>> start TEXT SECTION

It sounds like you might want just a bar graph:
http://matplotlib.sourceforge.net/examples/pylab_examples/bar_stacked.html
http://matplotlib.sourceforge.net/examples/pylab_examples/barchart_demo.html
Alternatively, you can use subplots.
There is one caveat when you want to plot the histogram from a 2-d numpy array. You need to swap the 2 axes.
import numpy as np
import matplotlib.pyplot as plt
data = np.random.normal(size=(2, 300))
# swapped_data.shape == (300, 2)
swapped_data = np.swapaxes(x, axis1=0, axis2=1)
plt.hist(swapped_data, bins=30, label=['x', 'y'])
plt.legend()
plt.show()
Also an option which is quite similar to joaquin answer:
import random
from matplotlib import pyplot
#random data
x = [random.gauss(3,1) for _ in range(400)]
y = [random.gauss(4,2) for _ in range(400)]
#plot both histograms(range from -10 to 10), bins set to 100
pyplot.hist([x,y], bins= 100, range=[-10,10], alpha=0.5, label=['x', 'y'])
#plot legend
pyplot.legend(loc='upper right')
#show it
pyplot.show()
Gives the following output:
Just in case you have pandas (import pandas as pd) or are ok with using it:
test = pd.DataFrame([[random.gauss(3,1) for _ in range(400)],
[random.gauss(4,2) for _ in range(400)]])
plt.hist(test.values.T)
plt.show()
This question has been answered before, but wanted to add another quick/easy workaround that might help other visitors to this question.
import seasborn as sns
sns.kdeplot(mydata1)
sns.kdeplot(mydata2)
Some helpful examples are here for kde vs histogram comparison.
Inspired by Solomon's answer, but to stick with the question, which is related to histogram, a clean solution is:
sns.distplot(bar)
sns.distplot(foo)
plt.show()
Make sure to plot the taller one first, otherwise you would need to set plt.ylim(0,0.45) so that the taller histogram is not chopped off.

>> end TEXT SECTION
>> start DATA PROVIDED

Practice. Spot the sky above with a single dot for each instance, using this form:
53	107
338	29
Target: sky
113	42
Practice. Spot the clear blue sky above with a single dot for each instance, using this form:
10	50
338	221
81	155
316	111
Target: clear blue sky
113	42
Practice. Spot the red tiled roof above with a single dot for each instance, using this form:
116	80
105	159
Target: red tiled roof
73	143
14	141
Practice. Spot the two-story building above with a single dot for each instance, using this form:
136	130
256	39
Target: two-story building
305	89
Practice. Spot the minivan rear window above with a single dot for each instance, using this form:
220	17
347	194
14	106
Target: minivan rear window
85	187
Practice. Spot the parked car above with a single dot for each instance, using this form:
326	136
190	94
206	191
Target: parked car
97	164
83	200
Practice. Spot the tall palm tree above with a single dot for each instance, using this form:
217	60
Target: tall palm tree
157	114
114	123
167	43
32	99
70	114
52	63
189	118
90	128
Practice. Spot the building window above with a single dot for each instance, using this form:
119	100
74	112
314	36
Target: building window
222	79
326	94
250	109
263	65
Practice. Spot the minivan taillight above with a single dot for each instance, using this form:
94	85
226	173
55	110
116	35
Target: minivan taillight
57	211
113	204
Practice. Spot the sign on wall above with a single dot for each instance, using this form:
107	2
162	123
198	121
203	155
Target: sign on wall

>> end DATA PROVIDED

WORK TO COMPLETE
Answer these questions from the text on plotting histograms.
1. How many bins does the plt.hist call on the swapped array use?
2. What range is given for the histograms of x and y drawn with 100 bins?
3. What plt.ylim setting is needed if the taller histogram is not plotted first?

FULL ANSWER
1. 30 bins.
2. From -10 to 10.
3. plt.ylim(0,0.45).